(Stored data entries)
-- Opening Marker --

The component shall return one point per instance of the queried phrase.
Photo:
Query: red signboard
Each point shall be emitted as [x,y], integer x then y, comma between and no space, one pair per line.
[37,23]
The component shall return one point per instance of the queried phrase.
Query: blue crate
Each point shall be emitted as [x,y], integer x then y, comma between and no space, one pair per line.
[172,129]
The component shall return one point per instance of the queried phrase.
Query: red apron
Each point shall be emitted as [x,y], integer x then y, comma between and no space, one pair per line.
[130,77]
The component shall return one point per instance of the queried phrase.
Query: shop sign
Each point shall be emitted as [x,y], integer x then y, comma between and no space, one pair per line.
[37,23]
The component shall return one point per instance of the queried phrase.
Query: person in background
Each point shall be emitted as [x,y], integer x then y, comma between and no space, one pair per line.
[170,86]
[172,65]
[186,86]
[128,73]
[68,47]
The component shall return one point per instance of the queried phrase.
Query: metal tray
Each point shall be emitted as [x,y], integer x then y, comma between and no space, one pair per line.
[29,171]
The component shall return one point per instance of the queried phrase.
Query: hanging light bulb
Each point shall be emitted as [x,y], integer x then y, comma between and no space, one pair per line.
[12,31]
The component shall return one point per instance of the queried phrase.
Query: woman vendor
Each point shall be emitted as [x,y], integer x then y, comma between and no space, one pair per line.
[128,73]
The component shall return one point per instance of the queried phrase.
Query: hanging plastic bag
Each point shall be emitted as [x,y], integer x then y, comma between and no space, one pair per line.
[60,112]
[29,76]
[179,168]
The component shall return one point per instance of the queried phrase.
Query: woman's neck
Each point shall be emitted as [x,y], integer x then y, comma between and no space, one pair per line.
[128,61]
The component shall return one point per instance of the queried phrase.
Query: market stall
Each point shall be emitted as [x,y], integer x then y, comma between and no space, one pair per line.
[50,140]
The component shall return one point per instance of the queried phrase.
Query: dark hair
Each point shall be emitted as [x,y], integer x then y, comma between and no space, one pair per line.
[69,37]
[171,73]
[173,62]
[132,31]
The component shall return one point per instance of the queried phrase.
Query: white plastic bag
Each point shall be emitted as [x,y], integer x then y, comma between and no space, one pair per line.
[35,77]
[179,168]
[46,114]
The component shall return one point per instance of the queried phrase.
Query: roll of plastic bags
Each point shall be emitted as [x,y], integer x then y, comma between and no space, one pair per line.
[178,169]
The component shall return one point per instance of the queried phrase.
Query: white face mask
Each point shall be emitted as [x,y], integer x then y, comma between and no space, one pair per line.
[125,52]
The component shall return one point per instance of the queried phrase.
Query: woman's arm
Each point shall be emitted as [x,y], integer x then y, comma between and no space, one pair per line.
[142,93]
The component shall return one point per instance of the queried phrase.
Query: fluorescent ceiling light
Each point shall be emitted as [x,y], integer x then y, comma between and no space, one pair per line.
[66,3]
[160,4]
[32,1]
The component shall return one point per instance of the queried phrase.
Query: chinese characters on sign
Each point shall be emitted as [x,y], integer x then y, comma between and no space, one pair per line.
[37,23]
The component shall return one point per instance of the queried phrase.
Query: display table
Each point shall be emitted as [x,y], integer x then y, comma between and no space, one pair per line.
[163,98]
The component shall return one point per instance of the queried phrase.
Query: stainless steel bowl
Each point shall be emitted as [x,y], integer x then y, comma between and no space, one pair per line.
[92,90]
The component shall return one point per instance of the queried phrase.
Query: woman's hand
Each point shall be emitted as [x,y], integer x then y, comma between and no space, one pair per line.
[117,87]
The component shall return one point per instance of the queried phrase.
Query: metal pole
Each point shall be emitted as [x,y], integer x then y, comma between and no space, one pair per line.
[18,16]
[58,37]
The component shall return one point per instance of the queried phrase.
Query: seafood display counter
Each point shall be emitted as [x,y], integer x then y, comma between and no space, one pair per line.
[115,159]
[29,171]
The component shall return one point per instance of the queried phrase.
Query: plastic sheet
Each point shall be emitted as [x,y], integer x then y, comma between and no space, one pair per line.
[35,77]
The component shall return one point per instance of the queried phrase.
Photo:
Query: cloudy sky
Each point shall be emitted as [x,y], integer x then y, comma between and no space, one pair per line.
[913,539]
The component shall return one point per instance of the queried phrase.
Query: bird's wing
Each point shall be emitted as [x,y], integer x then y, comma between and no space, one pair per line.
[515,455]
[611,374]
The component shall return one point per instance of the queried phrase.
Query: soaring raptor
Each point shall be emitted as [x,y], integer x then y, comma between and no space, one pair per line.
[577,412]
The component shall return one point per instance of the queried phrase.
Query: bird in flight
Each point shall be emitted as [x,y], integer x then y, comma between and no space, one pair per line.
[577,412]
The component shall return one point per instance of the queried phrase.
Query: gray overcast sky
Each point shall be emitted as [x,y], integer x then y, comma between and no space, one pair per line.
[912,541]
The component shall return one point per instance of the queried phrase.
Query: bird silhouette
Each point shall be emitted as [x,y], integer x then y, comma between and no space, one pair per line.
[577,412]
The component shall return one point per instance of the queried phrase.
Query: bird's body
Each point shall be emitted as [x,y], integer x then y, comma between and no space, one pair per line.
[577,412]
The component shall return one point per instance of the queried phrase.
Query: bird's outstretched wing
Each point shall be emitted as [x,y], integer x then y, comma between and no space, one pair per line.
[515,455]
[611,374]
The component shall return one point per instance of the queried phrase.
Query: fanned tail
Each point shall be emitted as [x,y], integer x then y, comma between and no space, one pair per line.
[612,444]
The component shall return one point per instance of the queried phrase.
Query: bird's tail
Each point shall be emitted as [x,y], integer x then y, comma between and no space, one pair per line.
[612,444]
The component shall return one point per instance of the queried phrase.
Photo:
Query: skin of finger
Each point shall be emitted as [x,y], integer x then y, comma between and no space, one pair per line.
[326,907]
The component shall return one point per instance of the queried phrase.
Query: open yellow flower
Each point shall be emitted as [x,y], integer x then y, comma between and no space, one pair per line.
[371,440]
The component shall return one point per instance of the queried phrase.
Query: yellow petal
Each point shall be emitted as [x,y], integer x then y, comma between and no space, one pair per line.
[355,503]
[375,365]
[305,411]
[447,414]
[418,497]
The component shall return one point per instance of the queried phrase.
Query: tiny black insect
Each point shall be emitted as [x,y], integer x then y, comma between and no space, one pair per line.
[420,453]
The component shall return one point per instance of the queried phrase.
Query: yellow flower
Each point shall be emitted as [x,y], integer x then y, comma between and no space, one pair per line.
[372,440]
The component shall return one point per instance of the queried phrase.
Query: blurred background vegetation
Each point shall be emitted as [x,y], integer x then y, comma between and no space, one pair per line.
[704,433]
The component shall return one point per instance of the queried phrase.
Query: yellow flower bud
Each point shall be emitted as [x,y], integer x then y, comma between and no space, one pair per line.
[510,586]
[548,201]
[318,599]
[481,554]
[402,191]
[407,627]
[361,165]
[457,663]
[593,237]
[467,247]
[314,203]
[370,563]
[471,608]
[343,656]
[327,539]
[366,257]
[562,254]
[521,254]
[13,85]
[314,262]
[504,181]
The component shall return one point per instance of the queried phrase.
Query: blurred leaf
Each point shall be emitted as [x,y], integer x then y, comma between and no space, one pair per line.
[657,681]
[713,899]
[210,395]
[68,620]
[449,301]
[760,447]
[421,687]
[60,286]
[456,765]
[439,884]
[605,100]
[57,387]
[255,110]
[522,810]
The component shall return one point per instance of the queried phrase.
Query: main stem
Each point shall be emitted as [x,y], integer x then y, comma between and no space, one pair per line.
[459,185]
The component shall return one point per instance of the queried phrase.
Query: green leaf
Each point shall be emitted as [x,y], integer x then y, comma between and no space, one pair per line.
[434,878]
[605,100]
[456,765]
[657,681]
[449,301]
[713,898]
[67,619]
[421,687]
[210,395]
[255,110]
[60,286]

-- Closing Marker --

§ **What you have to do**: Of the entries above, repeat exactly the lines from the line with "Query: metal tray" through the line with "Query: fluorescent ceiling light", both of them included.

§ **Solved problem**:
Query: metal tray
Each point shall be emitted as [x,y], integer x then y, comma between and no space, one pair per line.
[29,171]
The component shall return one point per instance of the queried phrase.
Query: hanging light bulb
Each point shall be emitted as [x,y], integer x then y, comma between and no space, one pair per line.
[12,31]
The component shall return one point per instance of the queried phrase.
Query: woman vendor
Each point shall be emitted as [x,y], integer x then y, comma between and no space, one pair per line.
[128,73]
The component shall return one point per instance of the queried phrase.
Query: hanging plastic bag
Each point shall be emitted as [x,y], integer x then y, comma between and no space, one pair per line.
[60,112]
[29,76]
[179,168]
The component shall return one point per instance of the queried phrase.
Query: woman's neck
Each point shall be emitted as [x,y], integer x then y, comma between and no space, one pair per line.
[128,61]
The component shall return one point per instance of the queried phrase.
Query: market stall
Each point shall be emitted as [x,y], integer x then y, comma between and no space, one pair per line.
[50,140]
The component shall return one point per instance of the queried phrase.
Query: dark hair
Each point shall be emitted as [x,y], integer x then y, comma between and no space, one pair per line.
[69,37]
[171,73]
[173,62]
[132,31]
The component shall return one point per instance of the queried phrase.
Query: white plastic bag
Each point shall be emitted as [x,y], integer x then y, comma between and no space, one pair per line.
[35,77]
[179,168]
[46,114]
The component shall return one point per instance of the queried phrase.
Query: roll of plastic bags
Each point shall be emitted as [x,y], integer x then y, comma between and no space, one pair per line.
[178,169]
The component shall return one point per instance of the queried phrase.
Query: white face mask
Each point shall be emitted as [x,y], integer x then y, comma between and no space, one pair per line.
[125,52]
The component shall return one point per instance of the queried phrase.
Query: woman's arm
Each point shall be emitted as [x,y], integer x then y, comma between and no space, one pair per line.
[142,93]
The component shall return one point per instance of the queried phrase.
Query: fluorescent ceiling light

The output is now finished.